TEXTE EXTRAIT:

========

Je n’ai rien répondu pourtant ; ce qu’il a dû interpréter comme un assentiment (mais je me souviens très bien m’être réservé la possibilité de reconsidérer plus tard ce point du problème).
Les deux premières banderilles ayant été placées de façon magistrale, restait à procéder à l’estocade :
« Vous n’arriverez pas à vous en sortir tout seul. Il faut vous rendre, le plus tôt possible, en cure de désintoxication… »
Là, je me suis rebellé en lui opposant un non !, catégorique ; alors il a repris son argumentaire, toujours aussi simplement, toujours aussi calmement, mais avec toujours la même détermination, et même une touche d’humour désarmante, m’a-t-il semblé.
L’un de ses arguments m’a interpellé : « Vous allez retrouver la joie de vivre ! » disait-il.
Bref !, un quart d’heure plus tard, j’avais cédé et, un mois après cette consultation mémorable, j’entrais en cure…
Le Praticien : Cela a donc marché pour vous, et c’est très bien, mais pensez-vous que vous auriez été réceptif à ce même discours à un stade moins avancé de votre maladie ? En un mot : y aurait-il un moment psychologique précis où le malade est plus disposé à entendre la vérité sur lui-même et à se laisser soigner ?
– La chance a voulu que je croise le chemin de ce médecin à une période où j’étais déjà extrêmement bas. A vrai dire, mon état devait probablement crever les yeux de tout le monde depuis longtemps déjà, et sûrement même à des personnes non spécialistes de l’alcoolisme. De plus, comme, à cette époque, j’avais dû abandonner toute activité professionnelle et que je vivais (très mal) une séparation, j’étais à point pour accepter une aide extérieure. Cela a incontestablement permis à ce médecin de dynamiter plus facilement le carcan de silence qui m’entourait, me sauvant ainsi la mise.
Mais il est aussi vrai que ce type de discours, tenu plus tôt, m’aurait marqué – la preuve en est que je n’en ai pas oublié les détails, des années après l’avoir entendu – et que même si j’avais continué mon processus d’autodestruction, il m’aurait été impossible, par la suite, de ne pas tenir compte de ce qui m’avait été dit. Lorsqu’un être humain habilité : un médecin en l’occurrence, vous dit en vous regardant droit dans les yeux que vous êtes atteint d’alcoolisme, croyez-moi, la sensation ressentie est absolument inoubliable !, et si la réaction première est de rejeter loin de soi cette idée insupportable, elle n’en poursuivra pas moins son chemin jusqu’au jour où, peut-être, l’aveu sera possible.

========

DONNÉES EXTRAITES:
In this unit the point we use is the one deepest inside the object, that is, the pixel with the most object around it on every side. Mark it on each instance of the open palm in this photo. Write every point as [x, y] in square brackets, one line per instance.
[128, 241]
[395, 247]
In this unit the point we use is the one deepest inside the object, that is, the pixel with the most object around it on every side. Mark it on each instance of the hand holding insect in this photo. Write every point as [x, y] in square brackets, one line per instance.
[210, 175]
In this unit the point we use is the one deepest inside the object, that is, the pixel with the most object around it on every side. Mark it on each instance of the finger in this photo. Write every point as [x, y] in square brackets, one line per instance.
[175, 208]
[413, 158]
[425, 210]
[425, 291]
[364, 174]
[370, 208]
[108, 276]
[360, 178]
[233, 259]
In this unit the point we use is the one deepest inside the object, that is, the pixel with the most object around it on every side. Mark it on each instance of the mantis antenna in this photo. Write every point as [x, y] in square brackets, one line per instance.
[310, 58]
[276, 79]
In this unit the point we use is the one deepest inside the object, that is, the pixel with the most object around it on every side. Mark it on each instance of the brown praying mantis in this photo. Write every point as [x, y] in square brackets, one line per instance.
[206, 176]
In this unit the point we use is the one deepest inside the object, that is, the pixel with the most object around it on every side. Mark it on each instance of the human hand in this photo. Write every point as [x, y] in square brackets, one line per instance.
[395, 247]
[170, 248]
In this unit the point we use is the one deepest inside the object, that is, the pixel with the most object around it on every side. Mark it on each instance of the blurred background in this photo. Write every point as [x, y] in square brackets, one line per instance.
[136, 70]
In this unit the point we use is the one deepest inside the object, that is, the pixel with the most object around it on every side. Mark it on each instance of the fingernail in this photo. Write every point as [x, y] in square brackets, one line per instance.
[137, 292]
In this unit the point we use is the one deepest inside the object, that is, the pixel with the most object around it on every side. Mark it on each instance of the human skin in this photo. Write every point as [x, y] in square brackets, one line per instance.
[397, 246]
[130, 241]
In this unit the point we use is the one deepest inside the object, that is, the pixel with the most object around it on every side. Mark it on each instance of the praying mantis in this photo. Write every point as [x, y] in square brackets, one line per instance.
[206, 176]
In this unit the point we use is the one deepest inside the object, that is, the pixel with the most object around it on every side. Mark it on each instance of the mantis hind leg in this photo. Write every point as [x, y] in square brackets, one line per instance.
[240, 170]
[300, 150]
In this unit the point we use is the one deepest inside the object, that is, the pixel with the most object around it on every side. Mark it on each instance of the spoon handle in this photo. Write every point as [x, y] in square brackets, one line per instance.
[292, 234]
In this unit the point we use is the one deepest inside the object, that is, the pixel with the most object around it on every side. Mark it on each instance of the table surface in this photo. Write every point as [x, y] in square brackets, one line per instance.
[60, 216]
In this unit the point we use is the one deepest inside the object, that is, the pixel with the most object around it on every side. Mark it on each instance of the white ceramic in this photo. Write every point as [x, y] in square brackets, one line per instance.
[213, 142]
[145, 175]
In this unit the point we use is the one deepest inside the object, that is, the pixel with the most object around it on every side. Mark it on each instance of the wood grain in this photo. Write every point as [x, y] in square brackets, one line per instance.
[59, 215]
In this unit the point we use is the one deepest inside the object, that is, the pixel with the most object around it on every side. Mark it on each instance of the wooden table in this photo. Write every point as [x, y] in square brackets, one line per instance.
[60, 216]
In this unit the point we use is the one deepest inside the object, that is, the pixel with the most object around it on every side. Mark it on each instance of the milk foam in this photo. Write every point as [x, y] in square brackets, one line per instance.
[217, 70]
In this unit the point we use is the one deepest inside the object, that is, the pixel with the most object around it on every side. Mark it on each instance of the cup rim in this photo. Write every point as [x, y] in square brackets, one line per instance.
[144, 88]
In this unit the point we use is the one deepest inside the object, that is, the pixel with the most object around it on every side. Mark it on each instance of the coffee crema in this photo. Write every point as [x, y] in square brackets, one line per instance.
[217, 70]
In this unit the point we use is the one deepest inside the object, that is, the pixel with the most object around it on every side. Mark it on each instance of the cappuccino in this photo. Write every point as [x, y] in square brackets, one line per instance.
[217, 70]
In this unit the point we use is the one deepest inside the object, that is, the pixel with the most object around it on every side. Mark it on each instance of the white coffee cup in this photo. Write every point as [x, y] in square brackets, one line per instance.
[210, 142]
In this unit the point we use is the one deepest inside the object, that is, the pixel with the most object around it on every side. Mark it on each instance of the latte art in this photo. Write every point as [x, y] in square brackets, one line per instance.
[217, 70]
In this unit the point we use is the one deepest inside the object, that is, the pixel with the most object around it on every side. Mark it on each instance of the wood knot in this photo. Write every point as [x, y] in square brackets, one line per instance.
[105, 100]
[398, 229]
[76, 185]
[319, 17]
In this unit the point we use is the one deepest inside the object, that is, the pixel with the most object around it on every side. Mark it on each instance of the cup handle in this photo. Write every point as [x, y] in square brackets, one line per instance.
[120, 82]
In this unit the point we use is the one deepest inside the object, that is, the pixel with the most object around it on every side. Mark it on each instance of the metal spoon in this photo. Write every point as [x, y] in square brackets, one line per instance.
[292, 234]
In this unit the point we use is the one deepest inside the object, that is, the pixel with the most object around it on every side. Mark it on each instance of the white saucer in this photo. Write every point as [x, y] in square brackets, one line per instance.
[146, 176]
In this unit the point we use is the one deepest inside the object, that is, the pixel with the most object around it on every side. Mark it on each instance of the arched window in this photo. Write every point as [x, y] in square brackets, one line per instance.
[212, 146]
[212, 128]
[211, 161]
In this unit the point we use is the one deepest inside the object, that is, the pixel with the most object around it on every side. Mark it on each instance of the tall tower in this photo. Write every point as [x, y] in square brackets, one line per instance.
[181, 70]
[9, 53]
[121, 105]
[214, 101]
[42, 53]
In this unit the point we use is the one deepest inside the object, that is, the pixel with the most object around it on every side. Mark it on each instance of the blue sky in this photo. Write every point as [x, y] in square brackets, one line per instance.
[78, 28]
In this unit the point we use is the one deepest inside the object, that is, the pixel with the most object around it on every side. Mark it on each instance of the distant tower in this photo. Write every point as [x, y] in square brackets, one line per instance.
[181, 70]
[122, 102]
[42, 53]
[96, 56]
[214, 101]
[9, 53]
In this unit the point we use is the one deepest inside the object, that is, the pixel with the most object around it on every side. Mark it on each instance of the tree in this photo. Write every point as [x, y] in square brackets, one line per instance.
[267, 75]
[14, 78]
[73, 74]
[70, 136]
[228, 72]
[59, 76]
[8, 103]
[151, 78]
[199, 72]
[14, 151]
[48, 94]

========

QUESTIONS À TRAITER:
A. Traduisez en anglais cette phrase de l'extrait : « L’un de ses arguments m’a interpellé : « Vous allez retrouver la joie de vivre ! » disait-il. »
B. Veuillez reproduire sans aucun changement le passage de l'extrait qui va de « Je n’ai rien » jusqu'à « désarmante, m’a-t-il semblé. ».
Les enregistrements forment un matériau distinct de l'extrait.

RÉPONSES PAR TÂCHE:
A. One of his arguments struck me: "You are going to rediscover the joy of living!" he said.

B.
Je n’ai rien répondu pourtant ; ce qu’il a dû interpréter comme un assentiment (mais je me souviens très bien m’être réservé la possibilité de reconsidérer plus tard ce point du problème).
Les deux premières banderilles ayant été placées de façon magistrale, restait à procéder à l’estocade :
« Vous n’arriverez pas à vous en sortir tout seul. Il faut vous rendre, le plus tôt possible, en cure de désintoxication… »
Là, je me suis rebellé en lui opposant un non !, catégorique ; alors il a repris son argumentaire, toujours aussi simplement, toujours aussi calmement, mais avec toujours la même détermination, et même une touche d’humour désarmante, m’a-t-il semblé.